◆ Excerpt:

%%

On Monday, January 31, 2011 3:09 PM, Herbert J. Bernstein wrote:

>At 1:20 PM -0600 1/31/11, Bollinger, John C wrote:


>This discussion began with adding what we were then calling styles
>to group related sets of tags.  One tag could have multiple styles.
>In normalized form, that would mean creating a new relation with
>the tags and the styles as components of a composite key, so the
>say key could be repeated with multiple styles and the same
>style could be repeated with multiple keys.

Indeed so.  This is what the ALIAS_DEFINITION_SET category provides (by whichever name it's now going).

>Placing that directly in the alias category instead of
>in a separate relation _is_ a denormalization.

In a formal sense, I think you're saying that the result would not satisfy second normal form because _alias.dictionary_uri would depend on only part of the key (_alias.definition_id).  I agree.  That does rely on _alias.dictionary_uri not being part of a candidate key, but the current definition assumes that.

If the only attributes were _alias.definition_id and _alias.definition_set_id, however, and both were elements of the key, then the category would comply even with domain-key normal form.  One might in that case complain that the meaning of the ALIAS category was changed, and that would be true, but it would be as normalized as can be.

%%

◆ Data extracts:
%%

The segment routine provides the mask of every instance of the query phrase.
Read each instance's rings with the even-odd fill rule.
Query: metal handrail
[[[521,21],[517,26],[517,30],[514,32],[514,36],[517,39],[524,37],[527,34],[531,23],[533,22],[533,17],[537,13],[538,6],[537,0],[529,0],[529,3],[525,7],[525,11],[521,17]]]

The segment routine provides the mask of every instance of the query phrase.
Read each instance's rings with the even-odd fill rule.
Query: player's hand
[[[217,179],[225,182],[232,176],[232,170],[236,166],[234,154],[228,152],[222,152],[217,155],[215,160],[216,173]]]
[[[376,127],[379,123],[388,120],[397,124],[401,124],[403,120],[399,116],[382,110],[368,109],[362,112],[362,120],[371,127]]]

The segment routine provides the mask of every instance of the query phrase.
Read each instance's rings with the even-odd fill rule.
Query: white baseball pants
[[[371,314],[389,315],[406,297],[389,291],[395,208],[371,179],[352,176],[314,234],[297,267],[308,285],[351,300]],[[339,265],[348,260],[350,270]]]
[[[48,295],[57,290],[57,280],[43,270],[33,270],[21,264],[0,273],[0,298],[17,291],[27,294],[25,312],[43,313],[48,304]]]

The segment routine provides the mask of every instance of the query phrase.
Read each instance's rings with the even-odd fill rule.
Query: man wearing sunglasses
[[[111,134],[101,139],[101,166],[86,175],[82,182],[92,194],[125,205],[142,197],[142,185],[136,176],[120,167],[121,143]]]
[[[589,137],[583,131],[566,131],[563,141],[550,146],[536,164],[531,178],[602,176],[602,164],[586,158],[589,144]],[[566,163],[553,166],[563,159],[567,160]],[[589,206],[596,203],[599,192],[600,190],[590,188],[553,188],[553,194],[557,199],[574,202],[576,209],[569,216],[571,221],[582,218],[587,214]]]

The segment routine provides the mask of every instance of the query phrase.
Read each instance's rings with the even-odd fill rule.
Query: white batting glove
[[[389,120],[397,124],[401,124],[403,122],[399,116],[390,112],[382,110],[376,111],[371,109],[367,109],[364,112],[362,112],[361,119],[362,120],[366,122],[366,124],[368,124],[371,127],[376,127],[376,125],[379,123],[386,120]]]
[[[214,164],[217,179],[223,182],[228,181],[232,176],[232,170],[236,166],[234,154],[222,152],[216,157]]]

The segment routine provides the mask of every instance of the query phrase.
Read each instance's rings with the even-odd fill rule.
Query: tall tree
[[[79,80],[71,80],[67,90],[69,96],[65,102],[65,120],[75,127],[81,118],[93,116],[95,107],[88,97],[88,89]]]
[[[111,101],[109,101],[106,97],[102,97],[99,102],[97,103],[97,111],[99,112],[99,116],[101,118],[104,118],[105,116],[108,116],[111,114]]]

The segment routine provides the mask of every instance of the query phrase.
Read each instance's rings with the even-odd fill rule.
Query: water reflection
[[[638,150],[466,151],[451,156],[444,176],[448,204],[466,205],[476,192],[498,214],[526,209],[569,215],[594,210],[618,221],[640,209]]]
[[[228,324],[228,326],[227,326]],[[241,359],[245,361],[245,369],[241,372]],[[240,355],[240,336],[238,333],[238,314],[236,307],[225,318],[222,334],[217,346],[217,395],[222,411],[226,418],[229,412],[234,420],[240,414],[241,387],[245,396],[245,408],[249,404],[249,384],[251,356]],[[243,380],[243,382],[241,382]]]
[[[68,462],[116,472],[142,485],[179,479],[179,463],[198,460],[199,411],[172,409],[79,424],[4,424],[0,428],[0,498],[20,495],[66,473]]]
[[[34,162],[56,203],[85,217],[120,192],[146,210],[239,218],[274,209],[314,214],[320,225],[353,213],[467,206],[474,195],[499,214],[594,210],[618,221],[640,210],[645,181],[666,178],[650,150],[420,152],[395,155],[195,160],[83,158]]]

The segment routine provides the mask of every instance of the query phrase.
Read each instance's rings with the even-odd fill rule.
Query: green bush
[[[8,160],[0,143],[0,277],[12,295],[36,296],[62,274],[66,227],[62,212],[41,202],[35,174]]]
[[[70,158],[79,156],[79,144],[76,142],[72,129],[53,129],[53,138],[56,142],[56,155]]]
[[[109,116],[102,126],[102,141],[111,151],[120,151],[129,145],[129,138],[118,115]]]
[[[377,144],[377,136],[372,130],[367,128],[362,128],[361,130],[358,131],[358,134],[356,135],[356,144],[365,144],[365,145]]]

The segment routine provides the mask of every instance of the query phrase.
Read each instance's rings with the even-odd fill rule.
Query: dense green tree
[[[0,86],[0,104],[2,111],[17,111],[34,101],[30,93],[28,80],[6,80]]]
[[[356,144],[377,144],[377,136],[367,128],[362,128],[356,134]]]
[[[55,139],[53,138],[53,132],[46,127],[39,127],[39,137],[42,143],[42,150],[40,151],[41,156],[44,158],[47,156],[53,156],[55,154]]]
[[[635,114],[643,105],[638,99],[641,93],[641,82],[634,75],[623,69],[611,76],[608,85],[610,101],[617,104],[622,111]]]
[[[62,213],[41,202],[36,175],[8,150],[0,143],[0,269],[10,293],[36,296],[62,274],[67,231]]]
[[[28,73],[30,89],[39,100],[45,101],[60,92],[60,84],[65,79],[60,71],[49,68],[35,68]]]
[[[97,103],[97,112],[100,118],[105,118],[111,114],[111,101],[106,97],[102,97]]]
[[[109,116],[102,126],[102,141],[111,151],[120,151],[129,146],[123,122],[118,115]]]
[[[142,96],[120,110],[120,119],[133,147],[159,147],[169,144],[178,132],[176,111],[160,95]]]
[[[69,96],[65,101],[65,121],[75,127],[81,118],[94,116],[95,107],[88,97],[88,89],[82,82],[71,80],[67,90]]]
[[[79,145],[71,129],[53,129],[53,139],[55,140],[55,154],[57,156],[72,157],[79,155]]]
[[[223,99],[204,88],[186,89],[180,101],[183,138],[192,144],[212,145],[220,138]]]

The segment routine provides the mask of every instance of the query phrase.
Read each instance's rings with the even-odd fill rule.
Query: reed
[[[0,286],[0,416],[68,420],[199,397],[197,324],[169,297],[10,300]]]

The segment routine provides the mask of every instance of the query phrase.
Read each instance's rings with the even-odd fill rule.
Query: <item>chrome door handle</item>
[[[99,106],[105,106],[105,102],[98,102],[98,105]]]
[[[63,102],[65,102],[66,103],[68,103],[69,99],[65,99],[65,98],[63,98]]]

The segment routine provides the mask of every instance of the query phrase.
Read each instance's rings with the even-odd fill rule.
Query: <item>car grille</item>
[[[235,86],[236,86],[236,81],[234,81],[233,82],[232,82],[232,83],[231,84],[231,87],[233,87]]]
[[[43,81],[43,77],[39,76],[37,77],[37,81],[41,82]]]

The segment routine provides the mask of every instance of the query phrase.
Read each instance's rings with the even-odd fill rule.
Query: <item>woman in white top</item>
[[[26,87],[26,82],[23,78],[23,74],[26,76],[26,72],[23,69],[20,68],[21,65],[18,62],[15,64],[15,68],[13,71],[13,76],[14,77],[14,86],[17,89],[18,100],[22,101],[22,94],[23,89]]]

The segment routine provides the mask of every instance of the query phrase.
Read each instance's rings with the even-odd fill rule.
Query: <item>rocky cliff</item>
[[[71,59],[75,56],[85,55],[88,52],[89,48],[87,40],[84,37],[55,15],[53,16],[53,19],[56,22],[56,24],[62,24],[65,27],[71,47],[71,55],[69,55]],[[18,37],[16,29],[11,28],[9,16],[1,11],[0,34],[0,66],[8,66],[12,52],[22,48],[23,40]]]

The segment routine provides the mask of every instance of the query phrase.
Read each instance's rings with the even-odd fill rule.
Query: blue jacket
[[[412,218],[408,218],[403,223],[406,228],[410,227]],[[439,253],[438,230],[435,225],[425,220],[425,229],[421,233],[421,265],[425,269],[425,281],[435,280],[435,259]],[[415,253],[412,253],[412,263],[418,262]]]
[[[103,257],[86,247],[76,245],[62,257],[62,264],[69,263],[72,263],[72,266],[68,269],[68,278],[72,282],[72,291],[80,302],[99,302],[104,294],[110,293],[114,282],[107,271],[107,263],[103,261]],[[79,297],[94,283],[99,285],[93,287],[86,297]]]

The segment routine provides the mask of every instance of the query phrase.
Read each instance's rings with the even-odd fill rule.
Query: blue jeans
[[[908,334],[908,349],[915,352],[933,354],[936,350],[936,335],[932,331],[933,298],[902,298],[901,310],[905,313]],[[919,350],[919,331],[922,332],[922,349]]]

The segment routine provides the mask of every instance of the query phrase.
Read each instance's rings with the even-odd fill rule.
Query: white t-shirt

%%

◆ Work item: Shorten the paragraph of the email excerpt that begins "If the only attributes were," keeping its main facts.

◆ Solution: If _alias.definition_id and _alias.definition_set_id were the only attributes and both were part of the key, the category would meet even domain-key normal form. That would change the meaning of the ALIAS category, but it would be as normalized as possible.